# [任务说明]
请一字不改地返回下面这段谈论“卧着拿薪水”的文本节选全文。

# [文本节选]

.....

但是我们如略再仔细的研究一下,便觉得仅仅拿薪水的仁兄们,就是“卧着”
拿的,大概都是藉此勉强糊口活家的可怜虫。讲到国家民族的元恶大憝,却是那些
不靠薪水过活,所拿的远超出于薪水,你虽求他们仅仅安安分分的“卧着”而不可
得的一大堆宝贝!
诚然,现在有一班全靠着显亲贵戚,在衙门里挂个衔头吃现成饭的官僚老爷们,
拿着薪水无事可做,只须“卧着”就行,他们只要靠得着封建的残余势力,尢其是
有做小舅子资格以及能和这种资格发生直接间接关系的人们,都有便宜可扇,都只
须“卧着拿薪水”!
但是他们不得不求生存,这样的社会既不能容纳这许多求生者,他们只得往比
较可以糊口的路上钻。对这种人我们仍只觉得怜悯,认为是社会制度造成的罪恶。
至于上等的贪官污吏和搜括无厌还要打着玩玩的军阀,那是“卧着拿薪水”并
非他们所屑为的。“捐税名称之繁,既已无奇不备;勒借预征之酷,复又遍及灾区。”

.....

# [所给信息]

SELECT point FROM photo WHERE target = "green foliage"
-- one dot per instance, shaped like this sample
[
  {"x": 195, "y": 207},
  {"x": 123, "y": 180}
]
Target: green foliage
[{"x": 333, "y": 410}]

.....

# [回答]
但是我们如略再仔细的研究一下,便觉得仅仅拿薪水的仁兄们,就是“卧着”
拿的,大概都是藉此勉强糊口活家的可怜虫。讲到国家民族的元恶大憝,却是那些
不靠薪水过活,所拿的远超出于薪水,你虽求他们仅仅安安分分的“卧着”而不可
得的一大堆宝贝!
诚然,现在有一班全靠着显亲贵戚,在衙门里挂个衔头吃现成饭的官僚老爷们,
拿着薪水无事可做,只须“卧着”就行,他们只要靠得着封建的残余势力,尢其是
有做小舅子资格以及能和这种资格发生直接间接关系的人们,都有便宜可扇,都只
须“卧着拿薪水”!
但是他们不得不求生存,这样的社会既不能容纳这许多求生者,他们只得往比
较可以糊口的路上钻。对这种人我们仍只觉得怜悯,认为是社会制度造成的罪恶。
至于上等的贪官污吏和搜括无厌还要打着玩玩的军阀,那是“卧着拿薪水”并
非他们所屑为的。“捐税名称之繁,既已无奇不备;勒借预征之酷,复又遍及灾区。”